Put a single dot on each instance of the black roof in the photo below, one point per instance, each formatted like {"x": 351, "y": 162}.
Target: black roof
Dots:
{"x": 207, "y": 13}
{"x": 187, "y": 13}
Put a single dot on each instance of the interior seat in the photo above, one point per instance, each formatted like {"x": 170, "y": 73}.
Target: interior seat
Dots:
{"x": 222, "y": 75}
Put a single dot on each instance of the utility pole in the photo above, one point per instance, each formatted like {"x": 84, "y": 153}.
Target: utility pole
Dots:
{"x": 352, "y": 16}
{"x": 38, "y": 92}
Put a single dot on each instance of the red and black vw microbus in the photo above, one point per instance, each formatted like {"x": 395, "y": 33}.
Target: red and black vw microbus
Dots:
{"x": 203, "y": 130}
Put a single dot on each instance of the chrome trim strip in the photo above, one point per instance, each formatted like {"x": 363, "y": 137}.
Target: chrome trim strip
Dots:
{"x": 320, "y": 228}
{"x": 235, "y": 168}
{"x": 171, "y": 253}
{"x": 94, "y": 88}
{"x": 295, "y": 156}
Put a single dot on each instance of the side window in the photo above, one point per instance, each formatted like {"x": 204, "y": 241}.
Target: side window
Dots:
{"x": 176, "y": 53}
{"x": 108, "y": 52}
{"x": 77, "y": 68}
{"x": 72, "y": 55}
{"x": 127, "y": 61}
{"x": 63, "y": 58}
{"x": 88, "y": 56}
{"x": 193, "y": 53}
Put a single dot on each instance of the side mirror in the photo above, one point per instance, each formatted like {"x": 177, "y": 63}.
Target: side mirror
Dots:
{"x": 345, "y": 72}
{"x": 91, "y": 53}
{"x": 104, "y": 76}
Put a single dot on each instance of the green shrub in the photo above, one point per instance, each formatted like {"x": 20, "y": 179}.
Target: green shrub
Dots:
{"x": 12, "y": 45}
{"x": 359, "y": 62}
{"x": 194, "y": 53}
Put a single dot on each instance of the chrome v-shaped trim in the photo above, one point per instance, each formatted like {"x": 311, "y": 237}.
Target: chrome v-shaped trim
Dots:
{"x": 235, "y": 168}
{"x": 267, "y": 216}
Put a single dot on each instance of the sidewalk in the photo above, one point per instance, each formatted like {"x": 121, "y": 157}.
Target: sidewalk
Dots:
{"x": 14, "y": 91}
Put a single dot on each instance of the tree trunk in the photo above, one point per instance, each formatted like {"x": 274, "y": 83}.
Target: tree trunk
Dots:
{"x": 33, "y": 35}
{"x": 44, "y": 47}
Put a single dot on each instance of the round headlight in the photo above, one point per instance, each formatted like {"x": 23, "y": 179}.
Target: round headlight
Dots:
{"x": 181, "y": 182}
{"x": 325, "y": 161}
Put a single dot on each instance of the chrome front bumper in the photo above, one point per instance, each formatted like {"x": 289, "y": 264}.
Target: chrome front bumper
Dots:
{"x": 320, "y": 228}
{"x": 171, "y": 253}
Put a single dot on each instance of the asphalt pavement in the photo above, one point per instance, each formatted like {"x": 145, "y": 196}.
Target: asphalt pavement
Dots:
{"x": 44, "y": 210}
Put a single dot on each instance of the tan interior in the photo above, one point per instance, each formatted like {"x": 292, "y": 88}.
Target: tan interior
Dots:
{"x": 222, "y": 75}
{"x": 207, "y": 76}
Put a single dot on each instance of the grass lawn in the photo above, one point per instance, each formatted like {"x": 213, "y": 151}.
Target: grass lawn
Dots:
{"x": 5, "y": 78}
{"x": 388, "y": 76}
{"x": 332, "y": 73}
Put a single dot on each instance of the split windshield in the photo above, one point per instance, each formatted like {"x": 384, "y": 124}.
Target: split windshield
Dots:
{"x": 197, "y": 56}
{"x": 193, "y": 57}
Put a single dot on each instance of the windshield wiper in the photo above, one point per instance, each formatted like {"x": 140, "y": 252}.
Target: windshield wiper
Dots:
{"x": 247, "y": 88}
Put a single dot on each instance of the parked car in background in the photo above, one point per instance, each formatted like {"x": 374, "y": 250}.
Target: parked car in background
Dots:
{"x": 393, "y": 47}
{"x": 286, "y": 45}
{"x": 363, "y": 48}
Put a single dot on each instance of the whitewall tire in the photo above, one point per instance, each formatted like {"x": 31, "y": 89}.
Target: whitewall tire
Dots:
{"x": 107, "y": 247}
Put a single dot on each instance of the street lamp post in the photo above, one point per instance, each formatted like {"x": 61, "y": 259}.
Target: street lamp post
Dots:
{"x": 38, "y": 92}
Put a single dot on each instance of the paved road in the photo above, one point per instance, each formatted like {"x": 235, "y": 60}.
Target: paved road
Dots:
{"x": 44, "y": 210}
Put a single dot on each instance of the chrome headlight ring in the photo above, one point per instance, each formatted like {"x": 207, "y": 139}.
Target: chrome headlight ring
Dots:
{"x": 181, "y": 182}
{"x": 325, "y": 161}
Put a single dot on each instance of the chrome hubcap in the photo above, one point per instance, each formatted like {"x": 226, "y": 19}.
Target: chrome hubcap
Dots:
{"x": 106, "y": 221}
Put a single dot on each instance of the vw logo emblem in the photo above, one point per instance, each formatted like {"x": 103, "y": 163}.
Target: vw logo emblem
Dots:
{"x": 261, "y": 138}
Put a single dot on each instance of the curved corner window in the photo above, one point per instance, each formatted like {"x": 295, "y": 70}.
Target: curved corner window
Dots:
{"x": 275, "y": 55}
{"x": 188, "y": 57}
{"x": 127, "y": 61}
+ + + +
*TASK TO COMPLETE*: Reproduce, unchanged, the stretch of the records from the line containing "Put a single dot on each instance of the chrome headlight" through the end of the records.

*WRITTEN ANSWER*:
Put a single dot on each instance of the chrome headlight ring in the photo above, one point per instance, each formatted like {"x": 207, "y": 139}.
Target: chrome headlight ring
Dots:
{"x": 181, "y": 182}
{"x": 325, "y": 161}
Put a single dot on each instance of the chrome hubcap in the photo above, one point per instance, each formatted like {"x": 226, "y": 19}.
Target: chrome hubcap
Dots:
{"x": 106, "y": 221}
Put a single dot on each instance of the vw logo emblem in the photo above, one point per instance, each formatted like {"x": 103, "y": 163}.
Target: vw logo emblem
Dots:
{"x": 261, "y": 138}
Put a single dot on each instance of the curved corner window in the photo above, one point per instance, each formatted like {"x": 295, "y": 70}.
Target: curved corner window
Dots:
{"x": 275, "y": 55}
{"x": 188, "y": 57}
{"x": 127, "y": 61}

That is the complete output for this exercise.